TEXTO PARA ANÁLISE:

Volto minha atenção para a pequena gota de sangue do corredor, desafiadora de uma história agora desvendada.

Basta uma gota para um investigador atento. Uma gota. 

Como basta uma mensagem esquecida, um pequeno pedaço de papel rasgado, um número de telefone, uma fatura atirada no fundo de uma gaveta para desvendar tanta corrupção que temos tido oportunidade de testemunhar. Bastaria uma atitude, nem precisam de lupa, tão óbvios são os traços deixados em cada corrupção. Bastaria vontade de limpar o mal feito, limpar o fruto de nossa indignação diante dos fatos que nos ofendem e nos aviltam, como uma desonra a nossa crença de cidadãos. Sempre há uma gota esquecida como rastro de um crime contra esta nossa cidadania devastada. Uma gota de fel, muitas vezes empurrada com a barriga por interesses políticos os mais diversos, em vez de usarem logo um bom pano de chão, para uma limpeza completa. Não fazem isso quando lhes interessa? 

Observo minha gota inocente no canto do corredor, resultado do crime de uma distração de momento, com resultados catastróficos, mas sem causar mal a não ser a mim mesma. 

Apenas uma gota, que cuidadosamente busco limpar com respeito de boa cidadã, no convívio simples das coisas que compõem nosso cotidiano.

 

 


sábado, 8 de agosto de 2020

APRENDI




Nesta pandemia (pandemônio para muitos) tive tempo suficiente para me dar conta de que aprendi muitas coisas.

A alguns meses de completar 70 anos, percebi, sobretudo, que estava vivendo muito pouco para mim mesma e em excesso para o cotidiano que me engolia. Tenho certeza de que o mesmo deve estar acontecendo com muitas pessoas. Não é um privilégio meu. Parece óbvio, mas, se algum item servir para você, quem sabe, também faça você repensar em algumas coisas.

Aprendi que, quieta, no silêncio do isolamento, o aprendizado se torna, muitas vezes, mais perene. Eu tinha me esquecido disso, embora tenha feito, no passado, algumas reclusões espontâneas, mas acho que não foi o suficiente para ter aprendido tanto ou, quem sabe, a sabedoria da idade me fez mais esperta e consciente.

Então, nesta reclusão que também é uma escolha consciente - embora irrefutável pelas circunstância - aprendi melhor, aproveitando as vantagens do isolamento.

Aprendi que certas dores físicas que a velhice nos traz são inevitáveis, mas que temos o direito de evitar ou saber cuidar melhor das dores emocionais.

Aprendi que há, de verdade, pessoas que realmente se preocupam comigo. Muito mais do que eu imaginava! E sou muito grata a elas e à vida por isso. Eu já sabia que tinha amigos de verdade. Isso eu não aprendi, mas aprendi quais, de fato, são meus melhores amigos.

TAREFA:
Responda com base no texto para análise:
(a) Segundo o texto, o que basta para um investigador atento?
(b) Que data aparece logo acima do título "APRENDI"?
(c) Que idade quem escreve está a alguns meses de completar?

EXTRATOS DE DADOS:
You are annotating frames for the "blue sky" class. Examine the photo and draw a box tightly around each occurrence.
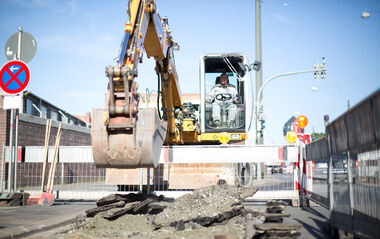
[0,0,380,144]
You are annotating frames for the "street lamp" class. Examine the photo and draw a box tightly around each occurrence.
[255,57,327,144]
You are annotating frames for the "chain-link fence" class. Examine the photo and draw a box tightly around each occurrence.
[307,90,380,238]
[3,146,298,199]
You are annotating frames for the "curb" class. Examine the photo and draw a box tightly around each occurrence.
[0,212,85,239]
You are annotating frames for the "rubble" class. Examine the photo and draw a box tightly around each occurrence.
[0,192,30,207]
[253,200,301,238]
[59,185,265,239]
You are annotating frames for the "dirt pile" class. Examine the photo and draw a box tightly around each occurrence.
[60,185,265,238]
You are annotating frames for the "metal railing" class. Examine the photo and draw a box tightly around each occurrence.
[306,90,380,238]
[0,146,298,200]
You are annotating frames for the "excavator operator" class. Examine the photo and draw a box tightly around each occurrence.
[208,73,240,127]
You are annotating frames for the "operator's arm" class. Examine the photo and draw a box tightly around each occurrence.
[228,85,240,104]
[206,86,216,103]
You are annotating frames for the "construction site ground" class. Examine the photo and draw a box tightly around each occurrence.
[0,197,331,238]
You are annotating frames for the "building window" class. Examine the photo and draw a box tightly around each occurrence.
[50,110,59,121]
[40,105,48,119]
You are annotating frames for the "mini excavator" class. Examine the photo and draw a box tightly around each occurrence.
[91,0,250,168]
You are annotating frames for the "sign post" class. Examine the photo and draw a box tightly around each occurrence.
[0,27,37,192]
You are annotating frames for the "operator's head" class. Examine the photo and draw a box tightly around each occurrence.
[220,73,228,86]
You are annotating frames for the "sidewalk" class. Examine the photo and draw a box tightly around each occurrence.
[0,200,96,239]
[0,201,332,239]
[244,202,332,239]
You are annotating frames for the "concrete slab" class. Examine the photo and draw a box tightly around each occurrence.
[0,201,96,239]
[244,201,333,239]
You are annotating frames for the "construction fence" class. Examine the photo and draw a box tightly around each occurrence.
[306,90,380,238]
[0,145,299,200]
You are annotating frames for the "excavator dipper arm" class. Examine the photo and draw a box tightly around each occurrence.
[91,0,183,168]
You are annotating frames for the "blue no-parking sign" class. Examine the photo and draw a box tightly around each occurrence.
[0,61,30,94]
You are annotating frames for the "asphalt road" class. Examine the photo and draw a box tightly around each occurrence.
[0,198,331,239]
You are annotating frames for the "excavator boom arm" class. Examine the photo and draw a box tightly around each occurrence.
[91,0,183,168]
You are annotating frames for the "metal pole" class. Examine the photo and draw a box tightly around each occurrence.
[8,109,14,192]
[140,168,144,193]
[255,0,264,144]
[0,142,5,192]
[299,142,305,207]
[13,109,19,192]
[146,168,150,194]
[17,27,22,61]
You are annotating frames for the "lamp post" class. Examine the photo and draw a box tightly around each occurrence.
[255,58,327,144]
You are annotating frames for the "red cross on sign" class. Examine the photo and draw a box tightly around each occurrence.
[0,61,30,94]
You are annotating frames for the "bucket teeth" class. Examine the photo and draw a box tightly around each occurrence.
[91,108,166,168]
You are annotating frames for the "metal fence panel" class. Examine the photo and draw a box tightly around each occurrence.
[326,117,348,154]
[346,100,375,153]
[306,90,380,238]
[2,146,298,200]
[372,91,380,144]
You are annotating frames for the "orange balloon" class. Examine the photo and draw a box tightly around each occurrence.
[296,115,308,128]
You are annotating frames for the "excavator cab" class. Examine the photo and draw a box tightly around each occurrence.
[200,54,249,140]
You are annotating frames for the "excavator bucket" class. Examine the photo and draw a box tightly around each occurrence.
[91,108,167,168]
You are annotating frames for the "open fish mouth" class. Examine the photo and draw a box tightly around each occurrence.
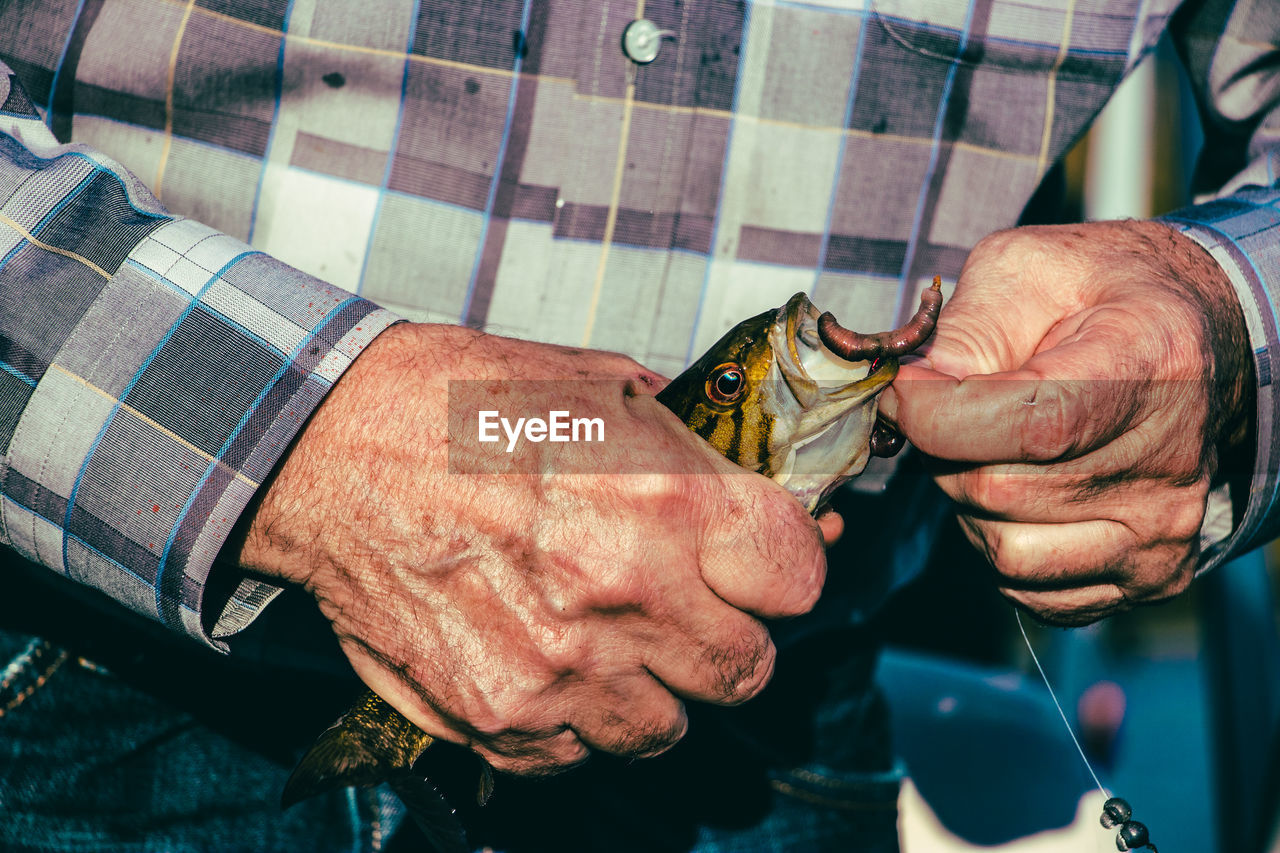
[769,293,897,427]
[765,293,897,511]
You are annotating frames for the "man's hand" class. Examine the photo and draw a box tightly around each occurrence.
[882,222,1252,624]
[241,324,826,772]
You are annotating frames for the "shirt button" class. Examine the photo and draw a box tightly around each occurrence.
[622,18,676,65]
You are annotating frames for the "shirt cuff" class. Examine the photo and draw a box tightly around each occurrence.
[0,119,399,651]
[1161,188,1280,571]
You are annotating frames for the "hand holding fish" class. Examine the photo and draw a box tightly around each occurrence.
[241,318,826,772]
[882,222,1252,624]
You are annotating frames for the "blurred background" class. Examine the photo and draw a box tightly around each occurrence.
[865,38,1280,853]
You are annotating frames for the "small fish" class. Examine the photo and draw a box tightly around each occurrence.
[282,278,942,853]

RESPOSTA ESCRITA:
(a) Basta uma gota.
(b) Sábado, 8 de agosto de 2020.
(c) 70 anos.